Each record must reappear in the answer exactly as it is written.
__________
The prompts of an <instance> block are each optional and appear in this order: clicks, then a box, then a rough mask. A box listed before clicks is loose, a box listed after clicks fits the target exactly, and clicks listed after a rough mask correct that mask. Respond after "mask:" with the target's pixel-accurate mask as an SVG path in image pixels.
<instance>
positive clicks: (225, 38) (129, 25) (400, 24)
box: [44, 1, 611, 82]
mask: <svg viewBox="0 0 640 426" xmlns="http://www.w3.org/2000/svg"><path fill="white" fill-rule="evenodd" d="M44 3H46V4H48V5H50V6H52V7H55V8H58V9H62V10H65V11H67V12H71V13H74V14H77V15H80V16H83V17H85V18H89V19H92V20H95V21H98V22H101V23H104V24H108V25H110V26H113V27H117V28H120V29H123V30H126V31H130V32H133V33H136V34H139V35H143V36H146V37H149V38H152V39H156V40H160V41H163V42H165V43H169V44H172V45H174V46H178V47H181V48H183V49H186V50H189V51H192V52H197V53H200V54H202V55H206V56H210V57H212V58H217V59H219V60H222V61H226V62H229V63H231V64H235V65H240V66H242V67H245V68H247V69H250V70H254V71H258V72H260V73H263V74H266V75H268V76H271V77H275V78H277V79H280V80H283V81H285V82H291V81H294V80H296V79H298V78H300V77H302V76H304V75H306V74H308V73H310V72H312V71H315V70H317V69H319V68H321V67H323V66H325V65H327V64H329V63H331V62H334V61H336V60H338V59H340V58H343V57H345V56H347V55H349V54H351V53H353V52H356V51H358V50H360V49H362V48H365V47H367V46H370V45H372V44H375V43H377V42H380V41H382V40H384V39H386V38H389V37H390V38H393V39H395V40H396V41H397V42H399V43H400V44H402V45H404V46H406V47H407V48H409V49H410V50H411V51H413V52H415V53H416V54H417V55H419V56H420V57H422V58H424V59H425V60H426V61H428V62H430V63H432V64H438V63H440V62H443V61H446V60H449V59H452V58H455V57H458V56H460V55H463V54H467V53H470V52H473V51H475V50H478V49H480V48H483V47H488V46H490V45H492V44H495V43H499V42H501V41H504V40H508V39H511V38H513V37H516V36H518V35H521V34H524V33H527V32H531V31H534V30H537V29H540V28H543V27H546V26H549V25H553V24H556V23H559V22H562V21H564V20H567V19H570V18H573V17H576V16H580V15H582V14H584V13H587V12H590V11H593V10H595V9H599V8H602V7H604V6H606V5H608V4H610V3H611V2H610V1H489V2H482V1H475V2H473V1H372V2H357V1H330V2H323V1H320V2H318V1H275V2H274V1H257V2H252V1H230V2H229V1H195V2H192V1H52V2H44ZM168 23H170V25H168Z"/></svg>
__________
**SOLUTION TO THE PROBLEM**
The prompts of an <instance> block are each optional and appear in this order: clicks, then a box, then a rough mask. A box listed before clicks is loose, a box listed after clicks fits the target exactly, and clicks listed after a rough mask correct that mask. Respond after "mask:" with the target's pixel-accurate mask as an SVG path in image pixels.
<instance>
positive clicks: (225, 38) (129, 25) (400, 24)
box: [44, 1, 611, 82]
mask: <svg viewBox="0 0 640 426" xmlns="http://www.w3.org/2000/svg"><path fill="white" fill-rule="evenodd" d="M44 3H46V4H48V5H50V6H52V7H55V8H58V9H62V10H65V11H67V12H71V13H74V14H77V15H80V16H83V17H85V18H89V19H92V20H95V21H98V22H101V23H104V24H108V25H110V26H113V27H117V28H120V29H123V30H126V31H130V32H133V33H136V34H139V35H143V36H146V37H149V38H152V39H156V40H160V41H163V42H165V43H169V44H172V45H174V46H178V47H181V48H183V49H186V50H189V51H192V52H197V53H200V54H202V55H206V56H210V57H212V58H217V59H219V60H222V61H226V62H229V63H231V64H235V65H240V66H242V67H245V68H247V69H250V70H254V71H258V72H260V73H263V74H266V75H268V76H271V77H275V78H277V79H280V80H283V81H285V82H291V81H294V80H296V79H298V78H300V77H302V76H304V75H306V74H308V73H310V72H312V71H315V70H317V69H319V68H321V67H323V66H325V65H327V64H329V63H331V62H334V61H336V60H338V59H340V58H343V57H345V56H347V55H349V54H351V53H353V52H356V51H358V50H360V49H362V48H365V47H367V46H370V45H372V44H375V43H377V42H380V41H382V40H384V39H386V38H389V37H390V38H393V39H395V40H396V41H397V42H399V43H400V44H402V45H404V46H406V47H407V48H409V49H410V50H411V51H413V52H415V53H416V54H417V55H419V56H420V57H422V58H424V59H425V60H426V61H428V62H430V63H432V64H438V63H440V62H443V61H446V60H449V59H452V58H455V57H458V56H460V55H463V54H467V53H470V52H473V51H475V50H478V49H480V48H483V47H488V46H490V45H492V44H495V43H499V42H501V41H504V40H508V39H511V38H513V37H516V36H518V35H521V34H524V33H527V32H531V31H534V30H537V29H540V28H543V27H546V26H549V25H553V24H556V23H559V22H562V21H564V20H567V19H570V18H573V17H576V16H580V15H582V14H584V13H587V12H590V11H593V10H595V9H599V8H602V7H604V6H606V5H608V4H610V3H611V2H610V1H489V2H482V1H475V2H473V1H372V2H357V1H330V2H323V1H320V2H318V1H275V2H274V1H257V2H252V1H230V2H229V1H195V2H192V1H52V2H44ZM168 23H170V25H168Z"/></svg>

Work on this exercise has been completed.